Retype the part of the rows that opens with the line containing "Mark one point on each instance of the mahonia" and closes with the line containing "pixel 218 135", keeping every line the same.

(Image point annotation rows)
^^^^

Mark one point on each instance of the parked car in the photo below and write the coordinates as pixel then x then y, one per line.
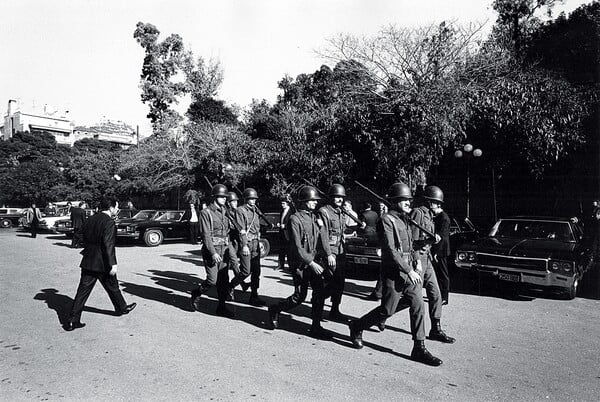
pixel 126 227
pixel 65 225
pixel 9 217
pixel 168 225
pixel 530 251
pixel 363 251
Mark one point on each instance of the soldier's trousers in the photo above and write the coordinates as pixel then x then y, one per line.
pixel 249 266
pixel 396 287
pixel 217 274
pixel 303 276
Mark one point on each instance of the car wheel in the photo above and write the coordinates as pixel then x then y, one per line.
pixel 265 247
pixel 571 292
pixel 153 238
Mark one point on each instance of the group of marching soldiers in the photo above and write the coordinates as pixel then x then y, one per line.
pixel 316 258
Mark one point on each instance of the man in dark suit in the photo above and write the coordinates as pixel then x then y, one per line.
pixel 99 262
pixel 441 251
pixel 77 219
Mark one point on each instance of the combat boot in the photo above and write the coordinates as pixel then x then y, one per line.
pixel 437 334
pixel 422 355
pixel 355 335
pixel 274 317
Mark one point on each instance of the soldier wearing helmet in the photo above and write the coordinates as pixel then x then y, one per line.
pixel 305 237
pixel 215 251
pixel 400 279
pixel 247 219
pixel 333 221
pixel 422 244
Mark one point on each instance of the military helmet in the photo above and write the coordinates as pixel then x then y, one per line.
pixel 337 190
pixel 250 193
pixel 434 193
pixel 399 190
pixel 219 190
pixel 308 193
pixel 232 196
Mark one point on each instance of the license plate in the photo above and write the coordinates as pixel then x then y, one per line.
pixel 509 277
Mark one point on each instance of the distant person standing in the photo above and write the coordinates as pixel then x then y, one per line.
pixel 34 216
pixel 77 220
pixel 192 214
pixel 99 263
pixel 284 218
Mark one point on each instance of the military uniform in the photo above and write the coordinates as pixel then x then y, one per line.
pixel 334 226
pixel 305 237
pixel 215 237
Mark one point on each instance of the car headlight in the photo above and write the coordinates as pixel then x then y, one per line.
pixel 561 266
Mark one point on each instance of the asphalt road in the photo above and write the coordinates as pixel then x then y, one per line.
pixel 517 349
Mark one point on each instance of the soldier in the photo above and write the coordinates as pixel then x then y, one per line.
pixel 305 235
pixel 247 219
pixel 423 216
pixel 399 277
pixel 332 219
pixel 215 226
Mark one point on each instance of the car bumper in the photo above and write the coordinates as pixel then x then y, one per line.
pixel 538 278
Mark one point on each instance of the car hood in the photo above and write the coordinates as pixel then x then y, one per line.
pixel 534 248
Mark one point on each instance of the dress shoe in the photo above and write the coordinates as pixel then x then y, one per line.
pixel 71 325
pixel 422 355
pixel 256 301
pixel 373 297
pixel 335 315
pixel 127 309
pixel 223 311
pixel 355 335
pixel 274 317
pixel 195 300
pixel 319 333
pixel 439 335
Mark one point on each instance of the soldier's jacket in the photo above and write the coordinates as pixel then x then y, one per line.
pixel 334 224
pixel 396 242
pixel 305 236
pixel 248 220
pixel 215 227
pixel 424 217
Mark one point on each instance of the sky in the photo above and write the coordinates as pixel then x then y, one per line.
pixel 80 55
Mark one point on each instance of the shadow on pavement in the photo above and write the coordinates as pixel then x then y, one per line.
pixel 61 304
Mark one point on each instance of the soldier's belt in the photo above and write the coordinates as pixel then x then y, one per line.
pixel 220 241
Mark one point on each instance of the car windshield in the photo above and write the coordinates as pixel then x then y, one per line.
pixel 144 215
pixel 529 229
pixel 170 216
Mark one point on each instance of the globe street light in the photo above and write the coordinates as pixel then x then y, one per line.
pixel 468 152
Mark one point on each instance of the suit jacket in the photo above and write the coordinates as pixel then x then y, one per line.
pixel 77 217
pixel 99 234
pixel 442 227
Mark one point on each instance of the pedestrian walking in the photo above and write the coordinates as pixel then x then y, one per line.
pixel 400 279
pixel 99 263
pixel 215 227
pixel 34 216
pixel 305 236
pixel 333 221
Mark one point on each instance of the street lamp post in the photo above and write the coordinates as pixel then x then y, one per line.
pixel 468 152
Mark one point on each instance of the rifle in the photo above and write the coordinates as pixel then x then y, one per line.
pixel 355 219
pixel 386 202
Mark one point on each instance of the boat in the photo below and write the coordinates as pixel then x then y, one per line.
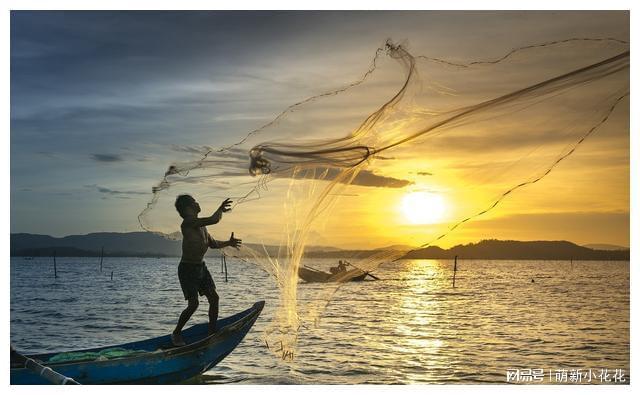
pixel 152 361
pixel 316 276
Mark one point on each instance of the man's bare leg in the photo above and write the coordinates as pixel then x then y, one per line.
pixel 214 300
pixel 176 336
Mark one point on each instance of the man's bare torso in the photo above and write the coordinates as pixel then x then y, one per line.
pixel 195 242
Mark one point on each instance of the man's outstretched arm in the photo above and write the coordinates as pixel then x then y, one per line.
pixel 213 219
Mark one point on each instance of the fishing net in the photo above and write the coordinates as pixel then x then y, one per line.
pixel 469 135
pixel 102 355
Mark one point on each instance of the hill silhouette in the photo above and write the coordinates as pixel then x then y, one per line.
pixel 143 244
pixel 519 250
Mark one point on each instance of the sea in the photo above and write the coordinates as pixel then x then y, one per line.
pixel 520 322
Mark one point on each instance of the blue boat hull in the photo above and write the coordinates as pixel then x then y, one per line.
pixel 161 364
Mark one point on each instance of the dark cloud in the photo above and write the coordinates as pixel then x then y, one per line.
pixel 114 192
pixel 106 157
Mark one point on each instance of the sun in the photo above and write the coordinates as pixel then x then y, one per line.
pixel 423 207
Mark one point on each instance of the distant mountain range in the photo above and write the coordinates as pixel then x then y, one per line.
pixel 143 244
pixel 519 250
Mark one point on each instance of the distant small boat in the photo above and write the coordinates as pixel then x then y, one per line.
pixel 152 361
pixel 316 276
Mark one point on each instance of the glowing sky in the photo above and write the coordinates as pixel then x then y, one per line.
pixel 102 102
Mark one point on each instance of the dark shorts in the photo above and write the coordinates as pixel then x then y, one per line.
pixel 195 279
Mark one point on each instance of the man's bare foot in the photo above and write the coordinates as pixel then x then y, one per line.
pixel 177 340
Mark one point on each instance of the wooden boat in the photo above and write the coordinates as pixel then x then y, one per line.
pixel 160 364
pixel 316 276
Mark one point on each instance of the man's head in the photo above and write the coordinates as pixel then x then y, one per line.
pixel 187 206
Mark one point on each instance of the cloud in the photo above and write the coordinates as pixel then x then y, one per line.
pixel 114 192
pixel 365 178
pixel 106 157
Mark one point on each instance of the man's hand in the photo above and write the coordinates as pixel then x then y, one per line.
pixel 233 242
pixel 225 206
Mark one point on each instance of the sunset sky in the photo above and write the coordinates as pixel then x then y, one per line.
pixel 103 102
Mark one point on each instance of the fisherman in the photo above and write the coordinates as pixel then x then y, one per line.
pixel 342 267
pixel 192 272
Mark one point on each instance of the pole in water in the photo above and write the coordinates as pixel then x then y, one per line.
pixel 224 259
pixel 455 269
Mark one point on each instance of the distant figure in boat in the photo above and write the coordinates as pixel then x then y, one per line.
pixel 192 272
pixel 342 267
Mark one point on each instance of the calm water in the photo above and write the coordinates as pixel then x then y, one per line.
pixel 410 327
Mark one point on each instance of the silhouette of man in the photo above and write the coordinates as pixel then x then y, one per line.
pixel 192 272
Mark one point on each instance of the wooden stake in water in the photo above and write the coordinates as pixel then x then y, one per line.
pixel 224 259
pixel 455 269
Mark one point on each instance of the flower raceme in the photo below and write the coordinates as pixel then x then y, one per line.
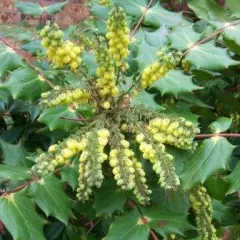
pixel 59 52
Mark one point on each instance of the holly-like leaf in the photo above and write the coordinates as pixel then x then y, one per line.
pixel 132 7
pixel 182 37
pixel 212 155
pixel 175 82
pixel 157 16
pixel 48 193
pixel 157 38
pixel 146 99
pixel 181 110
pixel 108 199
pixel 234 179
pixel 207 9
pixel 9 60
pixel 128 226
pixel 25 83
pixel 146 55
pixel 56 7
pixel 34 9
pixel 234 7
pixel 166 222
pixel 13 172
pixel 54 118
pixel 208 56
pixel 18 214
pixel 14 155
pixel 222 124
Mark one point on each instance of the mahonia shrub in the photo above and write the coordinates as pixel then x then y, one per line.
pixel 124 126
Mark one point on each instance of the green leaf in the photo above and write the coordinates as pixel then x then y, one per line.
pixel 128 226
pixel 146 99
pixel 32 9
pixel 18 214
pixel 14 155
pixel 234 7
pixel 234 179
pixel 157 38
pixel 108 199
pixel 157 16
pixel 208 56
pixel 182 37
pixel 207 9
pixel 166 222
pixel 48 193
pixel 13 172
pixel 211 156
pixel 25 83
pixel 132 7
pixel 52 118
pixel 146 55
pixel 222 124
pixel 55 8
pixel 175 82
pixel 181 110
pixel 9 60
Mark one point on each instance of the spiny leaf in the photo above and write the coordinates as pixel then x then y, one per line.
pixel 146 99
pixel 132 7
pixel 9 60
pixel 14 155
pixel 52 118
pixel 24 81
pixel 166 222
pixel 157 16
pixel 234 179
pixel 18 214
pixel 208 56
pixel 234 7
pixel 128 226
pixel 108 199
pixel 222 124
pixel 182 37
pixel 13 172
pixel 175 82
pixel 212 155
pixel 56 7
pixel 207 9
pixel 49 195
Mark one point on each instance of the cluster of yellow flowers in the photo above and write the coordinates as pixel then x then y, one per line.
pixel 161 160
pixel 202 206
pixel 59 52
pixel 60 95
pixel 118 36
pixel 235 121
pixel 157 70
pixel 106 81
pixel 58 155
pixel 90 162
pixel 176 132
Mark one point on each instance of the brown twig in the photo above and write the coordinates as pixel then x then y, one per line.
pixel 30 65
pixel 199 136
pixel 140 19
pixel 133 205
pixel 211 36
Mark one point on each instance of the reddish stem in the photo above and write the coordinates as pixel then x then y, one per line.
pixel 218 135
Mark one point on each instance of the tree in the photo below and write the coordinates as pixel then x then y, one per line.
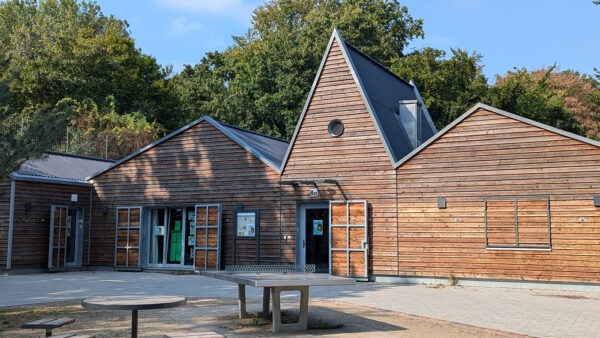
pixel 531 95
pixel 55 52
pixel 263 80
pixel 449 87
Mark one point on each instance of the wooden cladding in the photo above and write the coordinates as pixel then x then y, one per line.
pixel 127 253
pixel 349 249
pixel 520 222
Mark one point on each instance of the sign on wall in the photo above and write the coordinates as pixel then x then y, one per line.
pixel 246 224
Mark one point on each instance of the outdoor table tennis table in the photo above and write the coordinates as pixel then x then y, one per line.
pixel 274 280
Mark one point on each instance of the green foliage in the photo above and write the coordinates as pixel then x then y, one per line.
pixel 101 132
pixel 52 50
pixel 449 87
pixel 521 93
pixel 30 134
pixel 262 81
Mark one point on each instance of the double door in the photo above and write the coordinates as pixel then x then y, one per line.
pixel 66 237
pixel 172 236
pixel 334 237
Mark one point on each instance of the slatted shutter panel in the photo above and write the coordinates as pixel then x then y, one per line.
pixel 208 237
pixel 348 233
pixel 127 253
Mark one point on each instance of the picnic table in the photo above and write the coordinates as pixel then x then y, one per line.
pixel 274 279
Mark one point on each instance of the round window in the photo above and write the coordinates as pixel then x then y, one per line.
pixel 335 128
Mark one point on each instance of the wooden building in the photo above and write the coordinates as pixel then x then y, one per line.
pixel 366 188
pixel 44 213
pixel 498 196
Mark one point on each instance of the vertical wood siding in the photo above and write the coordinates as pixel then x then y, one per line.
pixel 489 155
pixel 357 160
pixel 4 218
pixel 198 166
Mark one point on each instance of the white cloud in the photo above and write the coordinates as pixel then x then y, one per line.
pixel 183 25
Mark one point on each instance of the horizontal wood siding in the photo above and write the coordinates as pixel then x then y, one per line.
pixel 357 160
pixel 198 166
pixel 489 155
pixel 4 218
pixel 31 229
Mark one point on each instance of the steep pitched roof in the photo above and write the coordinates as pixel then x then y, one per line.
pixel 268 149
pixel 382 92
pixel 499 112
pixel 56 167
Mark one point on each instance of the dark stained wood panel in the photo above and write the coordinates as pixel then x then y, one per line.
pixel 4 219
pixel 357 160
pixel 489 155
pixel 199 166
pixel 32 228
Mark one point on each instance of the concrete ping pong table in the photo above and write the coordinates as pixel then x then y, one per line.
pixel 275 279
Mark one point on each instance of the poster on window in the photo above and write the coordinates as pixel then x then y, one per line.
pixel 318 227
pixel 246 224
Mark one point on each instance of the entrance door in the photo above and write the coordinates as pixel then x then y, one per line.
pixel 172 237
pixel 314 236
pixel 66 236
pixel 349 239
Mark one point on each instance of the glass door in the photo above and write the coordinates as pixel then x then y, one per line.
pixel 172 237
pixel 158 220
pixel 175 236
pixel 66 229
pixel 313 239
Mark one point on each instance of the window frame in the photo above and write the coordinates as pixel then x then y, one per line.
pixel 517 245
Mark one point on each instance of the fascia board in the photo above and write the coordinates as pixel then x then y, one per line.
pixel 41 179
pixel 500 112
pixel 307 102
pixel 149 146
pixel 366 99
pixel 243 144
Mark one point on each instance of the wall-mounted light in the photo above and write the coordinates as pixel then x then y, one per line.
pixel 442 202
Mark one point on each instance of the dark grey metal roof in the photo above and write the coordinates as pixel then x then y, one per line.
pixel 504 113
pixel 270 148
pixel 61 168
pixel 384 90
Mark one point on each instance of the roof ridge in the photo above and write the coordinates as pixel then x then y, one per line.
pixel 85 157
pixel 250 131
pixel 375 62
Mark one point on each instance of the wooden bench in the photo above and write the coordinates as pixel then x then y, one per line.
pixel 207 334
pixel 47 324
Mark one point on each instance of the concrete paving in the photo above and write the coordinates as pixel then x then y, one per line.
pixel 533 312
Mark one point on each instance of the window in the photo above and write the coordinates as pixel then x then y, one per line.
pixel 517 223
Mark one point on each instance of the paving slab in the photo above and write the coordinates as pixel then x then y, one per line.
pixel 532 312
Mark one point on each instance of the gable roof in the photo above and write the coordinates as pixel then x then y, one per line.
pixel 499 112
pixel 269 150
pixel 382 91
pixel 54 167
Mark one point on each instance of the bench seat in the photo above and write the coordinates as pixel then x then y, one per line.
pixel 48 324
pixel 206 334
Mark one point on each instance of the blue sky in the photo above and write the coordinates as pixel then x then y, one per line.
pixel 508 33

^^^^

In response:
Mark one point on each instance of the mahonia shrub in the photo above and write the coordinates as pixel then x then y, one per line.
pixel 124 126
Mark one point on each instance of the green leaf in the photo above and write the coordinates as pixel then x then y, one per line.
pixel 128 226
pixel 146 99
pixel 32 9
pixel 18 214
pixel 14 155
pixel 234 7
pixel 234 179
pixel 157 38
pixel 108 199
pixel 157 16
pixel 208 56
pixel 182 37
pixel 207 9
pixel 166 222
pixel 48 193
pixel 13 172
pixel 211 156
pixel 25 83
pixel 132 7
pixel 52 118
pixel 146 55
pixel 222 124
pixel 55 8
pixel 175 82
pixel 181 110
pixel 9 60
Mark one point on each instance of the spiny leaf in the photo above and write the coordinates as pixel then x then y, one per line.
pixel 146 99
pixel 132 7
pixel 9 60
pixel 14 155
pixel 52 118
pixel 24 81
pixel 166 222
pixel 157 16
pixel 234 179
pixel 18 214
pixel 208 56
pixel 234 7
pixel 128 226
pixel 108 199
pixel 222 124
pixel 182 37
pixel 13 172
pixel 175 82
pixel 212 155
pixel 56 7
pixel 207 9
pixel 49 195
Mark one point on each instance of the cluster of yellow flowers in the photo above and write the coordinates as pixel then x then y, one per line.
pixel 161 160
pixel 202 206
pixel 59 52
pixel 60 95
pixel 118 36
pixel 235 121
pixel 157 70
pixel 106 81
pixel 58 155
pixel 90 162
pixel 176 132
Mark one point on each instance of the brown twig in the photo above and write the coordinates as pixel then x then y, one per line.
pixel 30 65
pixel 199 136
pixel 140 19
pixel 133 205
pixel 211 36
Mark one point on each instance of the reddish stem in the photo above and write the coordinates as pixel then x then y, one per line.
pixel 218 135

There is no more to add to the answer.